Please set down every one of the entries below verbatim, keeping each line as it appears.

[Collected data entries]
----------

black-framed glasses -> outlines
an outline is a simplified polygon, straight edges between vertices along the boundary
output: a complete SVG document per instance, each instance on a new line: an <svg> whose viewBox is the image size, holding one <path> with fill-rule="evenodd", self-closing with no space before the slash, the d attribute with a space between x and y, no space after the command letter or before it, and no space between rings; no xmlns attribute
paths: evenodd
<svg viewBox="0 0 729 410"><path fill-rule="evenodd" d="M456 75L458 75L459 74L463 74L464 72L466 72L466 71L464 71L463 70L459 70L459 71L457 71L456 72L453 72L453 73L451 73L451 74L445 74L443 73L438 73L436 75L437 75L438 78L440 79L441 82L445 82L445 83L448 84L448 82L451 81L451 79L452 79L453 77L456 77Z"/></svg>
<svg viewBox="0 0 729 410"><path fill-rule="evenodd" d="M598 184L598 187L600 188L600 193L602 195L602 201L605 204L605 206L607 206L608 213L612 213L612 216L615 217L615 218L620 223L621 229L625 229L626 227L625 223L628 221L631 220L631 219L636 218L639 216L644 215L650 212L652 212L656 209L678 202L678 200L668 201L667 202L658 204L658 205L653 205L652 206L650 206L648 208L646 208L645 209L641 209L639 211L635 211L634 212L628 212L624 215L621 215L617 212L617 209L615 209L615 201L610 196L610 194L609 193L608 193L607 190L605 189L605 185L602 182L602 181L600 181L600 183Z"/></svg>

----------

- **Result for this exercise**:
black-framed glasses -> outlines
an outline is a simplified polygon, straight edges between vertices along the boundary
output: a complete SVG document per instance, each instance on a new line: an <svg> whose viewBox is the image size, holding one <path> with fill-rule="evenodd", self-closing with no space before the slash, the d attribute with a space between x and y, no space after the command letter or before it, and no space between rings; no xmlns attribute
paths: evenodd
<svg viewBox="0 0 729 410"><path fill-rule="evenodd" d="M456 75L458 75L459 74L463 74L464 72L466 72L466 71L464 71L463 70L459 70L459 71L457 71L456 72L453 72L453 73L451 73L451 74L445 74L443 73L438 73L436 75L437 75L438 78L440 79L441 82L445 82L445 83L448 84L448 82L451 81L451 79L452 79L453 77L456 77Z"/></svg>
<svg viewBox="0 0 729 410"><path fill-rule="evenodd" d="M598 184L598 187L600 188L600 193L602 195L602 201L605 204L605 206L607 206L608 213L612 213L612 216L615 217L615 218L620 223L621 229L625 229L626 227L625 223L628 221L631 220L631 219L636 218L639 216L644 215L650 212L652 212L656 209L678 202L678 200L668 201L667 202L658 204L658 205L653 205L652 206L650 206L648 208L646 208L645 209L641 209L639 211L635 211L634 212L628 212L624 215L621 215L617 212L617 209L615 209L615 201L610 196L610 194L609 193L608 193L607 190L605 189L605 185L602 182L602 181L600 181L600 183Z"/></svg>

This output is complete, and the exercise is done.